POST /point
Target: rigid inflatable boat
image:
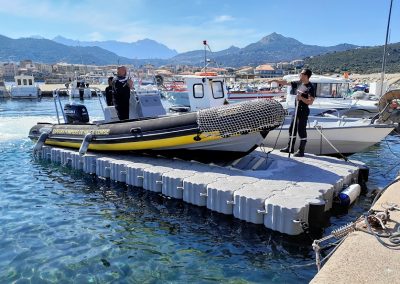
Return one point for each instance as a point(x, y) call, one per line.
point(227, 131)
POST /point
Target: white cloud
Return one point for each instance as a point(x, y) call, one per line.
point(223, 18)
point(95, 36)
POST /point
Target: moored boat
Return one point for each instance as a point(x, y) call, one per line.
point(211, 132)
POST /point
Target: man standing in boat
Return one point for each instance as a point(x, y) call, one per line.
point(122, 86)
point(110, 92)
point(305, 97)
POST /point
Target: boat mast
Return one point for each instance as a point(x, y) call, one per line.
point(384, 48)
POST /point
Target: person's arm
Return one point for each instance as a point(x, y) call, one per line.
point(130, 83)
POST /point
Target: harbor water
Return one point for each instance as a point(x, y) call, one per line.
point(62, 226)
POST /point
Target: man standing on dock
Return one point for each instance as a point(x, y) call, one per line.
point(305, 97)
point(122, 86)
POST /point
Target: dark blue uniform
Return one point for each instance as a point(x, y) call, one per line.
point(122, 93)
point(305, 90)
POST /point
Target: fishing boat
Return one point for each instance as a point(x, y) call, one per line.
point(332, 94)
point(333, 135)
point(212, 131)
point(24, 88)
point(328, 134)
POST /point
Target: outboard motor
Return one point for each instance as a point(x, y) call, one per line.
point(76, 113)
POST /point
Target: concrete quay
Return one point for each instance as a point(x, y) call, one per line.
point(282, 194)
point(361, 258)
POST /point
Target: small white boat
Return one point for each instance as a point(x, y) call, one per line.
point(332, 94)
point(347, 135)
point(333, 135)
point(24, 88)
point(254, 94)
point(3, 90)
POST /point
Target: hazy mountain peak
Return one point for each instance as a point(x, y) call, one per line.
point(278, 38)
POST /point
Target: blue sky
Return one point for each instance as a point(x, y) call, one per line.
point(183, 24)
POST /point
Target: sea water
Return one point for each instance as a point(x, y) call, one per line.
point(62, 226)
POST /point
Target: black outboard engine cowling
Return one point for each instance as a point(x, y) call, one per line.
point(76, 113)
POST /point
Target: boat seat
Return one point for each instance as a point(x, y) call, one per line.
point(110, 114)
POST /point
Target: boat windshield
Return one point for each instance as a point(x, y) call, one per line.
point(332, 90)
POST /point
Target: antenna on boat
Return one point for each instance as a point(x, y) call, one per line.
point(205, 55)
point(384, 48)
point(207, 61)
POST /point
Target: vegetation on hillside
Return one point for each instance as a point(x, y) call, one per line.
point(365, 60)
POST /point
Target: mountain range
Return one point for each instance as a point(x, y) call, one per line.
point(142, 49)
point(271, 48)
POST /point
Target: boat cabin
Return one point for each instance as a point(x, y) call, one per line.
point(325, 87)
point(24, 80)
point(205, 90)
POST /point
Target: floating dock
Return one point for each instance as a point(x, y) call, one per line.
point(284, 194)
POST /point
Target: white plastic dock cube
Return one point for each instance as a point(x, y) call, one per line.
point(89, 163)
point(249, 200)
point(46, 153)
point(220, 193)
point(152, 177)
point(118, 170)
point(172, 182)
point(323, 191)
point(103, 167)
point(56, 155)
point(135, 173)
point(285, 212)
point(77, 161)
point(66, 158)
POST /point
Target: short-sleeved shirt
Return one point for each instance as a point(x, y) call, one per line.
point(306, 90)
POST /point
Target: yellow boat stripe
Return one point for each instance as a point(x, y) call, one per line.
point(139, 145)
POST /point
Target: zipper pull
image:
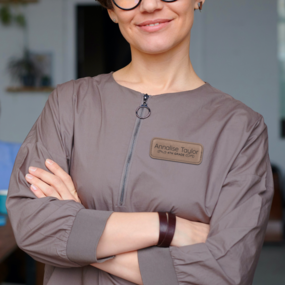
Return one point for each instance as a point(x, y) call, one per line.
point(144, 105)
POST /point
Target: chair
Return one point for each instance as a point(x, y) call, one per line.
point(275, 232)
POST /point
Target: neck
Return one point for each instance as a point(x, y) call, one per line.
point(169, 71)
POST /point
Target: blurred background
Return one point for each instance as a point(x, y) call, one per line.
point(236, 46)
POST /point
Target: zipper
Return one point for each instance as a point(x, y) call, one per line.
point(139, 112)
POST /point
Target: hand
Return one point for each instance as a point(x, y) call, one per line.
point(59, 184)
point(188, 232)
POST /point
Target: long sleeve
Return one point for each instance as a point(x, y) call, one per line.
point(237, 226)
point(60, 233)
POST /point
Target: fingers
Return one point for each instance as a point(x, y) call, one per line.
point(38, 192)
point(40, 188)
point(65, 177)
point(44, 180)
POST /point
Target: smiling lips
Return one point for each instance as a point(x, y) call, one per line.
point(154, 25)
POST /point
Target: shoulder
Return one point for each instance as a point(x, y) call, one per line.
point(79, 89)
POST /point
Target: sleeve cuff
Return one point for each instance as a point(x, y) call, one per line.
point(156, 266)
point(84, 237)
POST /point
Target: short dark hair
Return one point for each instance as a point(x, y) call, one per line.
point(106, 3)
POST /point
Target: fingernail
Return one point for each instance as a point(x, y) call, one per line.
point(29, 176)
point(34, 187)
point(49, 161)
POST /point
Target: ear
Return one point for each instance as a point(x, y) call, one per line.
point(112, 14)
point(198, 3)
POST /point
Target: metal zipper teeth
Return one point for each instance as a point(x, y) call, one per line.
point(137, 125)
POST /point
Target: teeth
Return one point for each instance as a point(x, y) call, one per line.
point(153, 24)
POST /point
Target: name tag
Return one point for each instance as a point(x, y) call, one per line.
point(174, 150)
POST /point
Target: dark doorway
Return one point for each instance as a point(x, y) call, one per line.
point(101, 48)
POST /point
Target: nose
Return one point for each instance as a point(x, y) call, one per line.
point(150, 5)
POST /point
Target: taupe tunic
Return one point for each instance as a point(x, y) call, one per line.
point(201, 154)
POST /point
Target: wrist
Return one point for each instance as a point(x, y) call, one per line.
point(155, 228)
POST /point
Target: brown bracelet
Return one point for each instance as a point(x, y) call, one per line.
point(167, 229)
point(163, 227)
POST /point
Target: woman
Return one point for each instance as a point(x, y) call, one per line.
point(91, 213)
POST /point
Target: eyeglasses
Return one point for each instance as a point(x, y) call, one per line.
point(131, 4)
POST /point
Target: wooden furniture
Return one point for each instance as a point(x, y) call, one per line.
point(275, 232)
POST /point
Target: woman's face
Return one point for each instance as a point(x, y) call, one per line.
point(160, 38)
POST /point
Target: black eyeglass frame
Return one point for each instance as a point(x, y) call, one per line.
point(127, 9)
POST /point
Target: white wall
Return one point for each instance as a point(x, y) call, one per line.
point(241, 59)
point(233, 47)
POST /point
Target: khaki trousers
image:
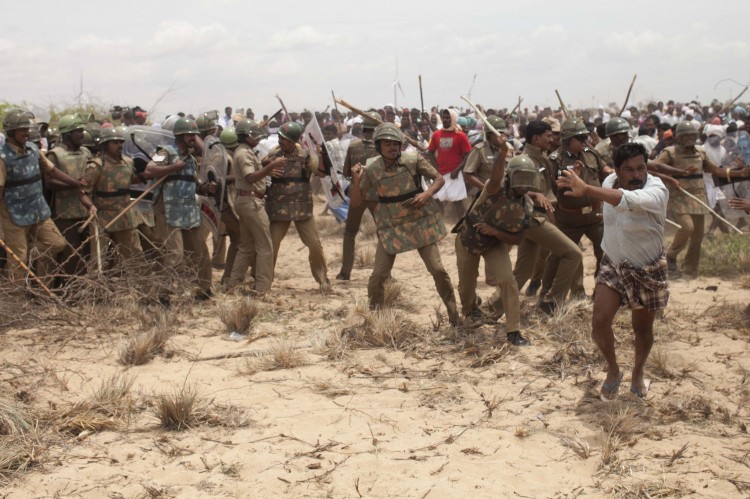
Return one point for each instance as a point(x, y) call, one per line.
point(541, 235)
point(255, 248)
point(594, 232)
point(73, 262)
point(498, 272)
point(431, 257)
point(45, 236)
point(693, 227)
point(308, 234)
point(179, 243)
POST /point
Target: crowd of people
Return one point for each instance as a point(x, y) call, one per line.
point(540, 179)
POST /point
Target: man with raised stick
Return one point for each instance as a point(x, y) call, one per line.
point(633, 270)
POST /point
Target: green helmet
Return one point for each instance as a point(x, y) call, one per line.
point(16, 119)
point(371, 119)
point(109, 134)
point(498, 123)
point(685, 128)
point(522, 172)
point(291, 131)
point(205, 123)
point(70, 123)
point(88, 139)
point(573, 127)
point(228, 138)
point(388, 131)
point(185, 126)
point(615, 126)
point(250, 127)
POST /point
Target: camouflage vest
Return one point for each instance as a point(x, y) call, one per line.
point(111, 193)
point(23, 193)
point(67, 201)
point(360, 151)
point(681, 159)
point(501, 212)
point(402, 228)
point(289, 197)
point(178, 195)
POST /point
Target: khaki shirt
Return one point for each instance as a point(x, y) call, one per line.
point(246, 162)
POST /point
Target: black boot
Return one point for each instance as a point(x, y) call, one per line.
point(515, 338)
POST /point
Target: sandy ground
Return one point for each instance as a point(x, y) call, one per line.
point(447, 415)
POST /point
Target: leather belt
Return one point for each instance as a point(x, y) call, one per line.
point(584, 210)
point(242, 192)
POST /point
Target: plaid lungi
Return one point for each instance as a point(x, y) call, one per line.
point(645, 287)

▶ [Problem description]
Arrange the rows above, from their first line through the line containing "point(130, 83)", as a numbered list, one line per item, with blank lines dropped. Leave out the pictures.

▶ [Reply to the task]
1. POST /point
2. Target: rigid inflatable boat
3. image:
4. Return one point for each instance as a point(x, y) call, one per line.
5. point(227, 131)
6. POST /point
7. Target: white cloud
8. Return one point for each instance as a point(x, y) call, one per line.
9. point(223, 18)
10. point(95, 36)
11. POST /point
12. Target: moored boat
13. Return one point for each instance as a point(x, y) call, one per line.
14. point(211, 132)
15. POST /point
16. Target: man standing in boat
17. Return one point for each instance as a point(x, y) call, one per line.
18. point(122, 86)
19. point(110, 92)
20. point(305, 97)
21. POST /point
22. Target: boat mast
23. Return one point for each instance as a point(x, y) call, one per line.
24. point(384, 48)
25. POST /point
26. Target: person's arm
27. Return one point for each instance as a point(x, y) call, one per line.
28. point(130, 83)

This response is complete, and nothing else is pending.